= DOCUMENT PASSAGE =
================
The new Tx Pro from Scarpa
Bounding down the slope, pressed into lunge, I feel the rigid, active feedback of telemark’s belated entrance into the modern gear paradigm. I’m skiing Scarpa’s new Tx Pro, a vastly overhauled model in the eminent bootmaker’s storied if seldomly updated free-heel line. But updated it is. Finally. Some 15 years of stagnation has left free-heel, downhill skiing with eminently usable, if woefully antiquated footwear, especially compared to alpine counterparts. But at last telemark is getting its modern, marketable boot, slated for release this fall.
And what a long, twisting path telemark’s protracted struggle for modern gear has been.
Free-heel bindings first took a marked step toward modernity with the advent of the New Telemark Norm (NTN) nearly twenty years ago; an attempt to leave duckbills and cables in the past that still hasn’t quite accomplished such. Makers then jumped into the innovative if heavily DIY fray of free-heel tech-toe bindings, leading to a wave of homespun creations that eventually pushed manufacturers to create their own.
But the boots have been slower to evolve. Many a Dynafit telemarker has taken to using discontinued but apt gear as their boots of choice, such as the old stock, first generation Scarpa alpine touring boots - soft, tech-toe laden footwear from the George W. Bush years that curiously also came with bellows.
================
= INFORMATION SHOWN =
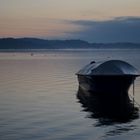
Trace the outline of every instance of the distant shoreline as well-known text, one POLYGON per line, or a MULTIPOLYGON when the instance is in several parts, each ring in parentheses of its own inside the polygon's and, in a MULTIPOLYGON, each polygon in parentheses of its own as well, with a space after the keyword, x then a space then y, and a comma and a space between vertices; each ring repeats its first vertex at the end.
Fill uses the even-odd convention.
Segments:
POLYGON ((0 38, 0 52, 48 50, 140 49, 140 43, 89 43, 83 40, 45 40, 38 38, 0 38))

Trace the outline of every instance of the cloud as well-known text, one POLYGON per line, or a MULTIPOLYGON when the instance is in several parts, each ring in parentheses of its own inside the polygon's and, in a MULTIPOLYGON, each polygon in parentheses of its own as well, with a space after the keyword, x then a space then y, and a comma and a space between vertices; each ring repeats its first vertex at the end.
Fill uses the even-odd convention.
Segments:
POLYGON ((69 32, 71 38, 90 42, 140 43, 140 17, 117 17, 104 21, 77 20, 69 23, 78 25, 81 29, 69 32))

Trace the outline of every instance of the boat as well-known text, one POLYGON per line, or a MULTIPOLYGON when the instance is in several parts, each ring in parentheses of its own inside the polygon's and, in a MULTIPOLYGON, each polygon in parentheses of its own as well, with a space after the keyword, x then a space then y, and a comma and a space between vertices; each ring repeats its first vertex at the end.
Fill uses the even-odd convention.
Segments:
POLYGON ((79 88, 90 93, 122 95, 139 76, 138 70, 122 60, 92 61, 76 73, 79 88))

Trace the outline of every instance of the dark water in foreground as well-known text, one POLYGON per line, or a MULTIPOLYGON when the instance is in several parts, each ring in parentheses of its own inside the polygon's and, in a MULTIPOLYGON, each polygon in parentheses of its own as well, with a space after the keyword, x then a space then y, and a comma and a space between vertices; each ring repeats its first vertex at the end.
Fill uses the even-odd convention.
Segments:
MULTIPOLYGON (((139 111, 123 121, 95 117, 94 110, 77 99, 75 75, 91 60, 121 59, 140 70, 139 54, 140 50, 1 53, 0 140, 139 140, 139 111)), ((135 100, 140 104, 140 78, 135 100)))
================
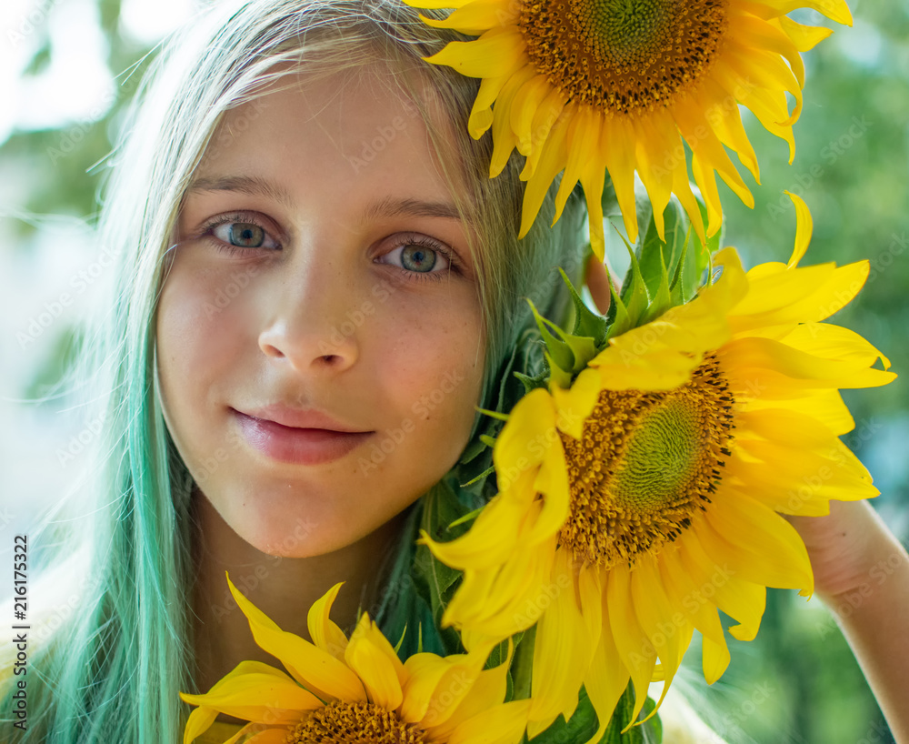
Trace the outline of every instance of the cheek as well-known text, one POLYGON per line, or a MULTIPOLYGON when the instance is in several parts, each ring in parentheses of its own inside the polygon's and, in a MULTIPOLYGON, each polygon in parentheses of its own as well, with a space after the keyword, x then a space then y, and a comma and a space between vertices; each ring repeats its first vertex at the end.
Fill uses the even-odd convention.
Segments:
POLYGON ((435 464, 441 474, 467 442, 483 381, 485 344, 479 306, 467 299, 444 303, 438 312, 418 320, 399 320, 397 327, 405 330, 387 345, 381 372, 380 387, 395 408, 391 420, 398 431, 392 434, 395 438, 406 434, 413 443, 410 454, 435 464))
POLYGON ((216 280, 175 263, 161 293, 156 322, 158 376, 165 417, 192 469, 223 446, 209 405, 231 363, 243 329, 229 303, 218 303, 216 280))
================
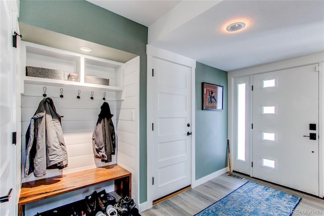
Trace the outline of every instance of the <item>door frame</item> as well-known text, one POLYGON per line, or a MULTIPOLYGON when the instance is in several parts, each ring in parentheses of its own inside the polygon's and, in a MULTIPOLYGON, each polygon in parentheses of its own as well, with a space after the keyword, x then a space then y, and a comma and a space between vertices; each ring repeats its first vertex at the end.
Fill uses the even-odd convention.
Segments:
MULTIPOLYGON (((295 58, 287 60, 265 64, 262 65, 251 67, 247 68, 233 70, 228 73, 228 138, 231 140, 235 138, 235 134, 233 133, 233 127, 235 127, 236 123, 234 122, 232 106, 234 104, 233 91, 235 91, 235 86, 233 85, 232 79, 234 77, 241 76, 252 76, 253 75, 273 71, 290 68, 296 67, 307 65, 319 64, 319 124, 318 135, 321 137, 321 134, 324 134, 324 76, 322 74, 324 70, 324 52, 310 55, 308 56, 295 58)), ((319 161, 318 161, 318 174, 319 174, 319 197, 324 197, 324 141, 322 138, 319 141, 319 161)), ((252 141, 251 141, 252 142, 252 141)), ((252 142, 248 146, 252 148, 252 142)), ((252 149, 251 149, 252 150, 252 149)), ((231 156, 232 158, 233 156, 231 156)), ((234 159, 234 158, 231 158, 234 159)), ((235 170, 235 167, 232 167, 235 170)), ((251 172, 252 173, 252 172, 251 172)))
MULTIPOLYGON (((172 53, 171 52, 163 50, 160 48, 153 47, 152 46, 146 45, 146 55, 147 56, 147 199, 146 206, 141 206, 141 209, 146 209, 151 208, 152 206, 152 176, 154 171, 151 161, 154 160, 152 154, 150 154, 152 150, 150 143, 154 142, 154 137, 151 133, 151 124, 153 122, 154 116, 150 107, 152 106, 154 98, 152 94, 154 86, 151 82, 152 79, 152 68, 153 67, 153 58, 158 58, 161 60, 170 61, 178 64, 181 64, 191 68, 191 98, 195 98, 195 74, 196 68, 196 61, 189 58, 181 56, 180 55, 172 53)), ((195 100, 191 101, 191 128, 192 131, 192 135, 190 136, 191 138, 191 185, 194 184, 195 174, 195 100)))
================
= EXERCISE =
Answer these questions from the text on Scarpa's Tx Pro boot:
1. When is the Tx Pro slated for release?
2. About how long ago did the New Telemark Norm (NTN) arrive?
3. What did the first generation Scarpa alpine touring boots curiously also come with?

= RIGHT ANSWER =
1. This fall.
2. Nearly twenty years ago.
3. Bellows.